(Rows from a pointing dataset)
• • • • •
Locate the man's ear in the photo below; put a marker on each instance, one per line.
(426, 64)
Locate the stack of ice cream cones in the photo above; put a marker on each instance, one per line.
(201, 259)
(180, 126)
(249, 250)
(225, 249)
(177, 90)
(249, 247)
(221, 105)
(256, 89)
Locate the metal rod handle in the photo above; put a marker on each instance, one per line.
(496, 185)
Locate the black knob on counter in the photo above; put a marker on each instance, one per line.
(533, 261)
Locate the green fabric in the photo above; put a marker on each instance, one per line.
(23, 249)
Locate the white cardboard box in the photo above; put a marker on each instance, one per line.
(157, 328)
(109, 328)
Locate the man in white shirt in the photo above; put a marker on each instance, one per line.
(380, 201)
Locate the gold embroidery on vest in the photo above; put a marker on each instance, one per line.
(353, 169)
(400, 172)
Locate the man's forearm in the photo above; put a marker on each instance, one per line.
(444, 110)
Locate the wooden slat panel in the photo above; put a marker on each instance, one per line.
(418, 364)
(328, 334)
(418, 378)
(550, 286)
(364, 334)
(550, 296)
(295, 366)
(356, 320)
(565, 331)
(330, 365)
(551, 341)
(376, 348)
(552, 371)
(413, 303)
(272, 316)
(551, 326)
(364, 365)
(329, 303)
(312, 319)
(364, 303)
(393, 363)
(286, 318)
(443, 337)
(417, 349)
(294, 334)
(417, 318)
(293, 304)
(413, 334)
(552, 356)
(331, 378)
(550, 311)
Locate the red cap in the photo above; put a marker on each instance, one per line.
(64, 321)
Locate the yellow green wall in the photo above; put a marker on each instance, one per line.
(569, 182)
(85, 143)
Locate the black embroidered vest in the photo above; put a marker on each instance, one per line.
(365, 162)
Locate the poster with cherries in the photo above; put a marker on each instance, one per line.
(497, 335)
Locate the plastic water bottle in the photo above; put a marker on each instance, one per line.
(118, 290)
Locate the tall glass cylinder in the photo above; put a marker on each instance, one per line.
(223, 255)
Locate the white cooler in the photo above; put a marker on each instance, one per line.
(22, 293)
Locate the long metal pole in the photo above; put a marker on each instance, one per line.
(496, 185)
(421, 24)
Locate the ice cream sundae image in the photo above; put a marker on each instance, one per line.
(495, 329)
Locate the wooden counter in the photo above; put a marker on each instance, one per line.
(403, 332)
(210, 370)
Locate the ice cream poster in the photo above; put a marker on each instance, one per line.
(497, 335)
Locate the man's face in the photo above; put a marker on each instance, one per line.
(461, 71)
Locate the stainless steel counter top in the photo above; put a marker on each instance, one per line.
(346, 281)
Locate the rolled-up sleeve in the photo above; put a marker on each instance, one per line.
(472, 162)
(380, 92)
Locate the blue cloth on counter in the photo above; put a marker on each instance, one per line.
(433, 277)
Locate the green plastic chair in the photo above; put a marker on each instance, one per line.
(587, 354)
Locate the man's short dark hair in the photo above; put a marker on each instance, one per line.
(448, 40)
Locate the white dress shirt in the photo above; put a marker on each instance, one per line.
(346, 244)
• • • • •
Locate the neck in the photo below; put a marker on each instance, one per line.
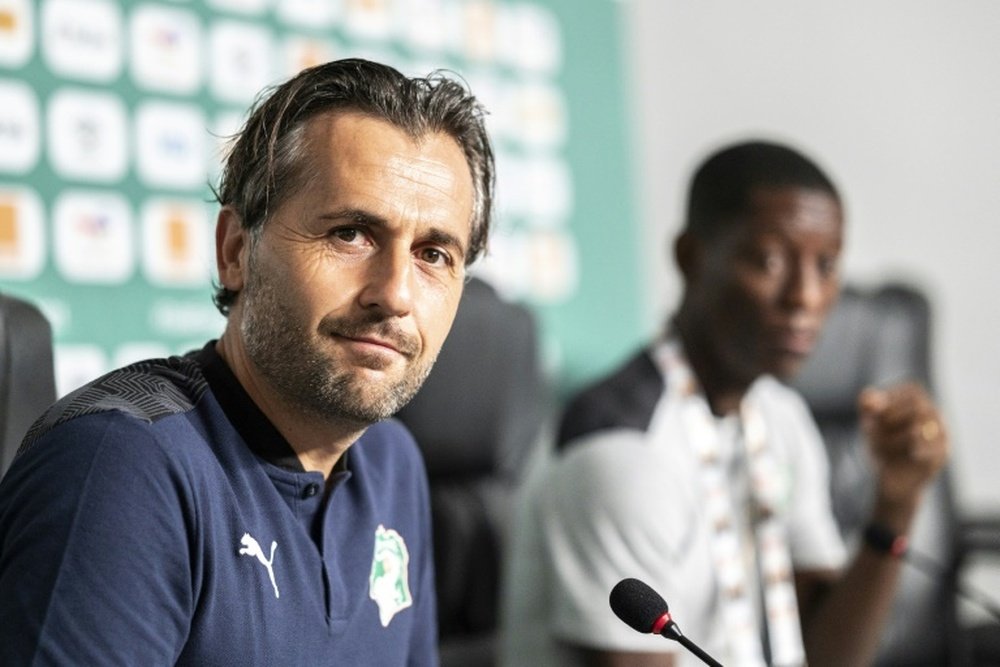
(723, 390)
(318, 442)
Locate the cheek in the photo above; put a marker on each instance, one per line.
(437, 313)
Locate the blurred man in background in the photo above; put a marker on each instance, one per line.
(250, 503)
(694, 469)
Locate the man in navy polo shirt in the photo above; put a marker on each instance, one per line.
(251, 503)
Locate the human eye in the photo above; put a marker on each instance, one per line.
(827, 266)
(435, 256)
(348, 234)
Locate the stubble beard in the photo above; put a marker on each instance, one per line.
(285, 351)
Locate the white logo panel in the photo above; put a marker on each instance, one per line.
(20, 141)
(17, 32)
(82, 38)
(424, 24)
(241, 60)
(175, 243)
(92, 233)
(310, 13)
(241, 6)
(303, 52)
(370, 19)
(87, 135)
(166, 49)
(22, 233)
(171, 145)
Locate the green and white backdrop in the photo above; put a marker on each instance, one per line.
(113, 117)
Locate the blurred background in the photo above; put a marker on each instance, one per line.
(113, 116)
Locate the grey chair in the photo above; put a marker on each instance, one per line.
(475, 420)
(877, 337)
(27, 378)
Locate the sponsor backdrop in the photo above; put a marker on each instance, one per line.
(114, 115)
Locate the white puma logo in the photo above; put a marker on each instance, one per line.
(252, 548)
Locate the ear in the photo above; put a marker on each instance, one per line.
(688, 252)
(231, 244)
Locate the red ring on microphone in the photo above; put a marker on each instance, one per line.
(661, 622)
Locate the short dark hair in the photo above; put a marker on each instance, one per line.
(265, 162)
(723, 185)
• • • • •
[Work to do]
Filter the records above down to the lines that contain the string "black", matching case exactly, and copy each such line.

[Task response]
Locate the black knob on counter in the photo above; put a marker on each instance, one per line.
Locate the black embroidered vest in the photo above; put a marker on each instance, one per line.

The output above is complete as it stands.